AIM OF THE TASK ▸
Print every one of the records verbatim, omitting nothing.

(Dataset records)
○ ○ ○ ○ ○ ○ ○

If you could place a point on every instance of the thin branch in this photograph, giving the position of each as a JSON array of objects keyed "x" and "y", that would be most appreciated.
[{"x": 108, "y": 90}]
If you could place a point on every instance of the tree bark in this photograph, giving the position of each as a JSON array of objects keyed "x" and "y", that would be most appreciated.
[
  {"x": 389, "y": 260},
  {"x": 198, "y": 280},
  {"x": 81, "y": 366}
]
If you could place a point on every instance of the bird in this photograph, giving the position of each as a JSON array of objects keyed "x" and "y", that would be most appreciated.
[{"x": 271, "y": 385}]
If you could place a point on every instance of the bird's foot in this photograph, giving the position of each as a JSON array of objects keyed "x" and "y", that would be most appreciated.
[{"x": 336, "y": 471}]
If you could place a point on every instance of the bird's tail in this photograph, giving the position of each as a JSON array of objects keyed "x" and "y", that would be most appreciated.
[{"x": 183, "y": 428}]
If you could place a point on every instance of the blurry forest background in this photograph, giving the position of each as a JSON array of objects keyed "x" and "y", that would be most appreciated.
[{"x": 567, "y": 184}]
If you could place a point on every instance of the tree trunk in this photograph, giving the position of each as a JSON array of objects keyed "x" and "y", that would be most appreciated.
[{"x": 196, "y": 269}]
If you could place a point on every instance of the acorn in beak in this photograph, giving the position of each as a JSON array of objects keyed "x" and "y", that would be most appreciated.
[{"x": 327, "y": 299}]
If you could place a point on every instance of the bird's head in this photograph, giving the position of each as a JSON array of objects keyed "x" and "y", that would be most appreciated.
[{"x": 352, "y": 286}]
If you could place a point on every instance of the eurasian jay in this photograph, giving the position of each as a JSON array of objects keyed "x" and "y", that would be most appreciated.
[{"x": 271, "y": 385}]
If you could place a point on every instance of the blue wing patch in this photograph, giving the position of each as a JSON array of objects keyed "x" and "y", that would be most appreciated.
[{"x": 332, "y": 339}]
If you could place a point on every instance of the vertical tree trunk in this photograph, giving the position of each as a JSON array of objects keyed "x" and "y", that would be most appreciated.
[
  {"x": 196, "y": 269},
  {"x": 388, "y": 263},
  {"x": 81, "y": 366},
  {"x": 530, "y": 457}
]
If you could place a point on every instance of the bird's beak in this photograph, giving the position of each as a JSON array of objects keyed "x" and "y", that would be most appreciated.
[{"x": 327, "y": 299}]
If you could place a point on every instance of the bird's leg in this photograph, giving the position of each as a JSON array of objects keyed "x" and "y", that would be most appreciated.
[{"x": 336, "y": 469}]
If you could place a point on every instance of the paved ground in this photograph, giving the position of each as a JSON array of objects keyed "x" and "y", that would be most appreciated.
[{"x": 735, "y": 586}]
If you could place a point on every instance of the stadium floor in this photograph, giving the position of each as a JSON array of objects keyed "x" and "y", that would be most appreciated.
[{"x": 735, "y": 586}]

○ ○ ○ ○ ○ ○ ○

OUTPUT OF THE TASK ▸
If you could place a point on every instance of the thin branch in this photograph, giving the position of each as a JSON array of objects keyed "x" and "y", that would be most appreciated.
[{"x": 108, "y": 90}]
If you could place a point on every instance of the tree bark in this photograph, giving the position of each as a JSON array of objects keyed "x" and "y", that would be most appreciated.
[
  {"x": 389, "y": 260},
  {"x": 198, "y": 280},
  {"x": 81, "y": 366}
]
If you could place a point on every instance of the bird in this photograph, giving the position of each as a JSON array of objects keyed "x" and "y", that would be most appreciated.
[{"x": 271, "y": 385}]
If you could place a point on every instance of the bird's foot in this photograph, giving the position of each as a JSON array of objects keyed "x" and "y", that would be most appreciated.
[{"x": 336, "y": 471}]
If you could place a point on every instance of the bird's tail in this photograph, giving the position of each as a JSON array of objects keyed "x" and "y", that would be most appreciated.
[{"x": 183, "y": 428}]
If you could place a point on every instance of the blurry forest background in this photograph, giving the position of each as a JSON array of objects keyed "x" and "y", that would be most appreciated.
[{"x": 567, "y": 184}]
If you could place a point on every instance of the tree trunk in this photograph, giving the position of each as a JSON array of objects keyed "x" and "y", that would be most appreciated.
[{"x": 196, "y": 269}]
If you could place a point on every instance of the acorn in beak in this photograph, giving the position of each as a JSON array of objects keyed "x" and "y", that would be most appreciated.
[{"x": 327, "y": 299}]
If you could place a point on every instance of the bird's head in this photograph, giving the position of each as a JSON array of objects keyed "x" and "y", that would be most appreciated.
[{"x": 352, "y": 286}]
If you could place a point on every instance of the eurasian jay in this photograph, giving the position of each as a JSON array of objects keyed "x" and "y", that would be most appreciated.
[{"x": 271, "y": 385}]
If you could place a point on every instance of the blue wing patch in this photograph, giving the position of each as a JSON array of objects keyed "x" and "y", that would be most appreciated.
[{"x": 332, "y": 339}]
If you could place a point on every instance of the vertical tree trunk in this photograph, giving the position of each as a JSON array of objects keyed "x" and "y", that would be most appreciated.
[
  {"x": 196, "y": 269},
  {"x": 388, "y": 263},
  {"x": 81, "y": 366},
  {"x": 530, "y": 457}
]
If you could place a point on every instance of the bird's beak in this photograph, giving the position of each as a JSON array of objects keyed "x" and "y", that would be most appreciated.
[{"x": 327, "y": 299}]
If you could place a point on every instance of the bird's leg in this photograph, giving the position of each as a JSON array of objects keyed "x" and "y", that would be most appreciated.
[{"x": 336, "y": 469}]
If you could place a point on every instance of the paved ground in this photograph, giving the position of each as a JSON array of objects keyed "x" and "y", that would be most appreciated.
[{"x": 735, "y": 586}]
If you could place a point on every instance of the stadium floor in this photograph, giving the position of each as a JSON array of objects keyed "x" and "y", that would be most appreciated.
[{"x": 735, "y": 586}]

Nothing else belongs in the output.